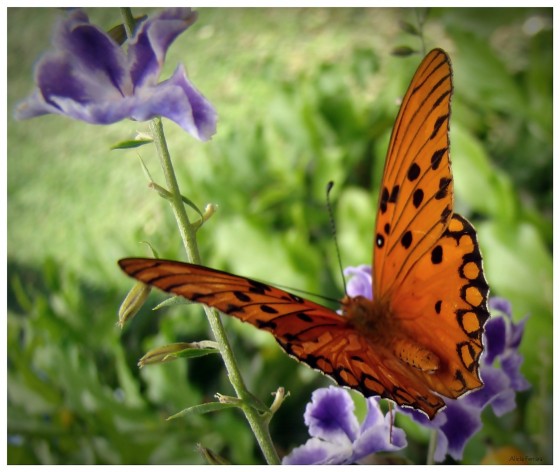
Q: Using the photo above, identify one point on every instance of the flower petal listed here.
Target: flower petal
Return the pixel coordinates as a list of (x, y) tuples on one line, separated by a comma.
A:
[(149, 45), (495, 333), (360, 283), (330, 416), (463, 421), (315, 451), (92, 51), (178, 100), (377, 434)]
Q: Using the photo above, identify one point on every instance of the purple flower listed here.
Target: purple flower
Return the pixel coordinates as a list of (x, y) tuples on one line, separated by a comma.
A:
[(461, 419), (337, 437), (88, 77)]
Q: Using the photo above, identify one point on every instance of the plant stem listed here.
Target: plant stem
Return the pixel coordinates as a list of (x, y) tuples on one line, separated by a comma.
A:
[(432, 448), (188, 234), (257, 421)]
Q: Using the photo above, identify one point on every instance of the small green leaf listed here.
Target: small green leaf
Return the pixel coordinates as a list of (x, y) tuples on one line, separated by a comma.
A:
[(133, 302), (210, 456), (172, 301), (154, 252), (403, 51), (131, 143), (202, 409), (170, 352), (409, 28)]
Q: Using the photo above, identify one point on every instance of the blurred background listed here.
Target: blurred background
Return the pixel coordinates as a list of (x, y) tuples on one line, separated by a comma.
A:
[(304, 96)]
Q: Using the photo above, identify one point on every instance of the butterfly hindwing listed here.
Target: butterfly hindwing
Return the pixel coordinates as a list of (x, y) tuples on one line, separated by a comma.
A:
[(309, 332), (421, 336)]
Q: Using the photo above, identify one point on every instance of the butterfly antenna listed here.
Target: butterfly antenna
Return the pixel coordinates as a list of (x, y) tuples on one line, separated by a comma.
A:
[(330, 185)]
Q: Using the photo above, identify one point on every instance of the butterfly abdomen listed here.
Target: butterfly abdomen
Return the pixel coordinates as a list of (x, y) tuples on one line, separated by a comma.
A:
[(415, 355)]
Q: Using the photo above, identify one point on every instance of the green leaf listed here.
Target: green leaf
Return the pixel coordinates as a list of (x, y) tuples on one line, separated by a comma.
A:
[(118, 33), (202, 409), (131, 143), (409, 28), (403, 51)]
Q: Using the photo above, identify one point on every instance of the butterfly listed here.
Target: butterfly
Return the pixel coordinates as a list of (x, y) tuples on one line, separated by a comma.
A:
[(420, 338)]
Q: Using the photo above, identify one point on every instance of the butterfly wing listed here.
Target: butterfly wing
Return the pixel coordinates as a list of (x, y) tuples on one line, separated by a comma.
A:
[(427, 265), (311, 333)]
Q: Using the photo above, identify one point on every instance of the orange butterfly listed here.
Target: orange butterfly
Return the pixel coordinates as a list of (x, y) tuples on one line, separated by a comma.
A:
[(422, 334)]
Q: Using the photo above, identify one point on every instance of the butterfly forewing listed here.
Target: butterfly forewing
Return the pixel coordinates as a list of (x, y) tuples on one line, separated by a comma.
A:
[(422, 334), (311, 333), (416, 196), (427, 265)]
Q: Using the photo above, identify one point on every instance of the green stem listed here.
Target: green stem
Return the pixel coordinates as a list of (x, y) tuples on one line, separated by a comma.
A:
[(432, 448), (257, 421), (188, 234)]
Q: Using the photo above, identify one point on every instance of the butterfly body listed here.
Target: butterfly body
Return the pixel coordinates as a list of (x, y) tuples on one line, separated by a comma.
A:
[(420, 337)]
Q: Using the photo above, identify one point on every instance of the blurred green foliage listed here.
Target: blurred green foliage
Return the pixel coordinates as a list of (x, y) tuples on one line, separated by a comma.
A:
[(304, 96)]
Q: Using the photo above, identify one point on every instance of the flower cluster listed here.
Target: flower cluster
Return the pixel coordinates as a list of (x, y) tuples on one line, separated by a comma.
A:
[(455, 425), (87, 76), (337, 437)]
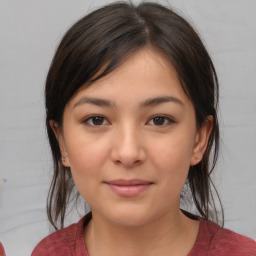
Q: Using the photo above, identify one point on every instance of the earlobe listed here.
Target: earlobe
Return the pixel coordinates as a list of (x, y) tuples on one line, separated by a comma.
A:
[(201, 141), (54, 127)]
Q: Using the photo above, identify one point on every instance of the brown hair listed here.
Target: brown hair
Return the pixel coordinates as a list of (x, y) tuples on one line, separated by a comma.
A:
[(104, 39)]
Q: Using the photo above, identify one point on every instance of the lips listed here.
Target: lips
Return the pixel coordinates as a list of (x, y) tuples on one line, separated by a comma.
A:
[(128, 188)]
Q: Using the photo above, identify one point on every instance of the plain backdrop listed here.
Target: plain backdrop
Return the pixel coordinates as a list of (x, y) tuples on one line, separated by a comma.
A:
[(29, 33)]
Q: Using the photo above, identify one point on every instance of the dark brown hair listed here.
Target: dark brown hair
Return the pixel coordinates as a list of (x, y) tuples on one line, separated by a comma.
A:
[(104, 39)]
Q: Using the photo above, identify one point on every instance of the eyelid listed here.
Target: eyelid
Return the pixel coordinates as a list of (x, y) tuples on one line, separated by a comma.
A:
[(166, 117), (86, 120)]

* * *

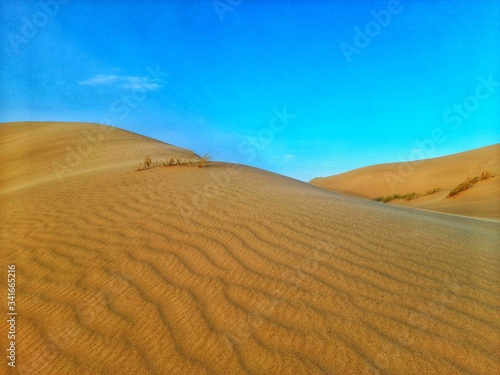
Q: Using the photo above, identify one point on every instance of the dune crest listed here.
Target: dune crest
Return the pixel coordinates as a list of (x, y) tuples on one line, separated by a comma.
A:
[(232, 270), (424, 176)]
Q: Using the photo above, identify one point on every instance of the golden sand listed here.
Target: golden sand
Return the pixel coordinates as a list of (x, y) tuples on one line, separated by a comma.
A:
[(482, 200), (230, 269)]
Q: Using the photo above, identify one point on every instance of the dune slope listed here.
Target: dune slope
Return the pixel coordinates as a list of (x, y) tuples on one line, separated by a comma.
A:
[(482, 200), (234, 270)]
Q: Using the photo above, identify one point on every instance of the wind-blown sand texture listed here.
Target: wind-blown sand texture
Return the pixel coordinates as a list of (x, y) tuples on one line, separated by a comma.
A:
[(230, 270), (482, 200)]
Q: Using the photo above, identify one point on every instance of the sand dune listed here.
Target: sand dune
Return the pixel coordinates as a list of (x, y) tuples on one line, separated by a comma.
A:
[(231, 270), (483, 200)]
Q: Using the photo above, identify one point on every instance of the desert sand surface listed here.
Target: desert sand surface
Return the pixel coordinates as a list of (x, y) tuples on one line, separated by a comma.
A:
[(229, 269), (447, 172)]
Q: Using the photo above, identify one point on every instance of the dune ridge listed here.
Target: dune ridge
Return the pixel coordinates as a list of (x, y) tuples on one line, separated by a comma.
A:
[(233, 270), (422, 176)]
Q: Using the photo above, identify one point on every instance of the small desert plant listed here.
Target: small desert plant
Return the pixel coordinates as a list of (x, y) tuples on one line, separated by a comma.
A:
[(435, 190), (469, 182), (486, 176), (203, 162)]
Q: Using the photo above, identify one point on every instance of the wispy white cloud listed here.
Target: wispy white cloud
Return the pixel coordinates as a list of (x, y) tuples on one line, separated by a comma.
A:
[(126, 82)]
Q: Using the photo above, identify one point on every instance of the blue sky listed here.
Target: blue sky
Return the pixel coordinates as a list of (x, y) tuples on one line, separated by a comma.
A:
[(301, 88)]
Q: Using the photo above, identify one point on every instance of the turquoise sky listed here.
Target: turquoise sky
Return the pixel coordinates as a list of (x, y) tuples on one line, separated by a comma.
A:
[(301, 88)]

---

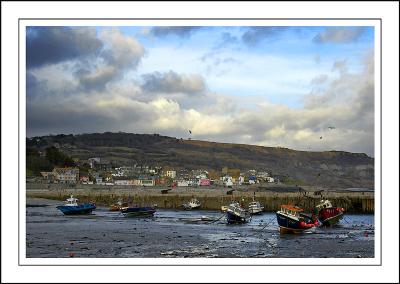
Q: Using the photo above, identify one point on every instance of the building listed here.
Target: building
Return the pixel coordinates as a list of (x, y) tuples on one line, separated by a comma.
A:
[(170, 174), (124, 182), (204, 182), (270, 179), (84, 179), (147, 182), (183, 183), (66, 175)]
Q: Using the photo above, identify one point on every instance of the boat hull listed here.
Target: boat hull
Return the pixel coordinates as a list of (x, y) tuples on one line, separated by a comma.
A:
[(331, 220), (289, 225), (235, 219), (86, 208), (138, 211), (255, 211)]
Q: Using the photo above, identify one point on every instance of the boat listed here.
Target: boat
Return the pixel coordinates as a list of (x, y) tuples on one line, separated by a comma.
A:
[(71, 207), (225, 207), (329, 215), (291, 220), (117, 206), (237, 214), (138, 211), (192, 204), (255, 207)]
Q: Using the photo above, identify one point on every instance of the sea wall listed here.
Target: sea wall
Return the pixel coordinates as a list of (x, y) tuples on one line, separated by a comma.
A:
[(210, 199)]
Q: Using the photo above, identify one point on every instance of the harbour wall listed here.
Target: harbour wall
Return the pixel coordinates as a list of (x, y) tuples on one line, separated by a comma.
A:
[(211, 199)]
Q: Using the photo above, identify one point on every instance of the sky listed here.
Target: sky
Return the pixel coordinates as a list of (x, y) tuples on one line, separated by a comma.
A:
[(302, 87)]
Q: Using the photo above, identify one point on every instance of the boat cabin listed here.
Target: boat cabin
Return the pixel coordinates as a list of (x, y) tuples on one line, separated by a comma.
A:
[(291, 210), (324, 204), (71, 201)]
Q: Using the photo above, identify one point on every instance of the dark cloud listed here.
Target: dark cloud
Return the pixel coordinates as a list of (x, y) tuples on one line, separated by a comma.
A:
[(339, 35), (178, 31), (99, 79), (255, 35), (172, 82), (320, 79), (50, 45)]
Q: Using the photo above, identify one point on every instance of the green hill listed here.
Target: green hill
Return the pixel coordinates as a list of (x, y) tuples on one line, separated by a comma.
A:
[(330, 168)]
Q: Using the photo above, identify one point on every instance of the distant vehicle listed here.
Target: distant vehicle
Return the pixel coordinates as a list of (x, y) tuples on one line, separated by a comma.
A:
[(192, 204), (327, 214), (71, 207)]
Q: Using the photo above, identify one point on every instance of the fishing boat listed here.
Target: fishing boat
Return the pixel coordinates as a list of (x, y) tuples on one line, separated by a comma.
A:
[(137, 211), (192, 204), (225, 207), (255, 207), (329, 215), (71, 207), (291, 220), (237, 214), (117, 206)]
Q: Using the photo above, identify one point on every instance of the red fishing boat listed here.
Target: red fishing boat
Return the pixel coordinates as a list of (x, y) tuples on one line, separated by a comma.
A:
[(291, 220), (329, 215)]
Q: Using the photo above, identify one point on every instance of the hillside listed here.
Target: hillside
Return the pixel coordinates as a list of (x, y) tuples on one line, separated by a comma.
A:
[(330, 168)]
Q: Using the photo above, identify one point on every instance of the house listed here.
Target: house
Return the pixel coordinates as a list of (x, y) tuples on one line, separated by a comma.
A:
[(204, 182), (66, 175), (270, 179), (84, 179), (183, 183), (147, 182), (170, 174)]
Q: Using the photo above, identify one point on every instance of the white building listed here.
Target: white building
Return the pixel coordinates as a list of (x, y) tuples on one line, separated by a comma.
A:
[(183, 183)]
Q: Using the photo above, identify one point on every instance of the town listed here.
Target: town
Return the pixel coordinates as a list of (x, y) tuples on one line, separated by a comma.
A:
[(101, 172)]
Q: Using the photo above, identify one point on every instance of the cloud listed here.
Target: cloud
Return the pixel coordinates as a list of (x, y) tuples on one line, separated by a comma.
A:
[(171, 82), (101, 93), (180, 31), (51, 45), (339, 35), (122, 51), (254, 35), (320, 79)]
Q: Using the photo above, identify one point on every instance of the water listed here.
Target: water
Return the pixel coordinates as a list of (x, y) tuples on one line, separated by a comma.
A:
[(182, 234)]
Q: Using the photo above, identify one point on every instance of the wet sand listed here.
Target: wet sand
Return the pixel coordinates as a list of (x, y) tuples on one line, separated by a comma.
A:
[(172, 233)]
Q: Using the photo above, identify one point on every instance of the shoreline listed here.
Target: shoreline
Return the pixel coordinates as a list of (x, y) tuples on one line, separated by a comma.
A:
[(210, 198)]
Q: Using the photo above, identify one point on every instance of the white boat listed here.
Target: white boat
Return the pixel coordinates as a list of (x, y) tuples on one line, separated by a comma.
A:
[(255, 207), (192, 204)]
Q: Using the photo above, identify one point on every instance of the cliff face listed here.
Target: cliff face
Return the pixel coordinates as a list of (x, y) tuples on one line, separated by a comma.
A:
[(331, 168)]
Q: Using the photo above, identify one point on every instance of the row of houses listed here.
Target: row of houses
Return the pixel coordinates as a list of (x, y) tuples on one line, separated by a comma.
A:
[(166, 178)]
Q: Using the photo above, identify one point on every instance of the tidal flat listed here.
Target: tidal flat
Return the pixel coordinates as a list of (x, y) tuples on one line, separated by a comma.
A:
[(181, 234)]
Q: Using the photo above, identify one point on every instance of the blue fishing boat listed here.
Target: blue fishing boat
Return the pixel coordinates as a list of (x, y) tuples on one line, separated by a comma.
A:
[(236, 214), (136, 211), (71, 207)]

- **Written problem**
Write out, word for word, the lines starting with the one containing "red fishing boat listed here." and going on through the one containing "182), (170, 174)]", both included.

- **Result**
Q: Using the photo above, identify one point on every instance of the red fishing boat listed here.
Target: red fishing boat
Return the pixel coordinates as a list of (x, y) tuples on one line, separated by a comma.
A:
[(291, 220), (329, 215)]
Q: Using the photo above, identify one point on every instance of the hillside listed here.
Target: hillside
Return the pixel coordinates as a list of (x, y) tuples on one line, separated by a comma.
A:
[(330, 168)]
Q: Using the photo above, identify one point on every instance of the house listed here.
Target: house
Return the pixel coordinates as a list of (x, y) tuples on one line, separated by a comma.
A:
[(204, 182), (66, 175), (270, 179), (84, 179), (183, 183), (147, 182), (170, 174)]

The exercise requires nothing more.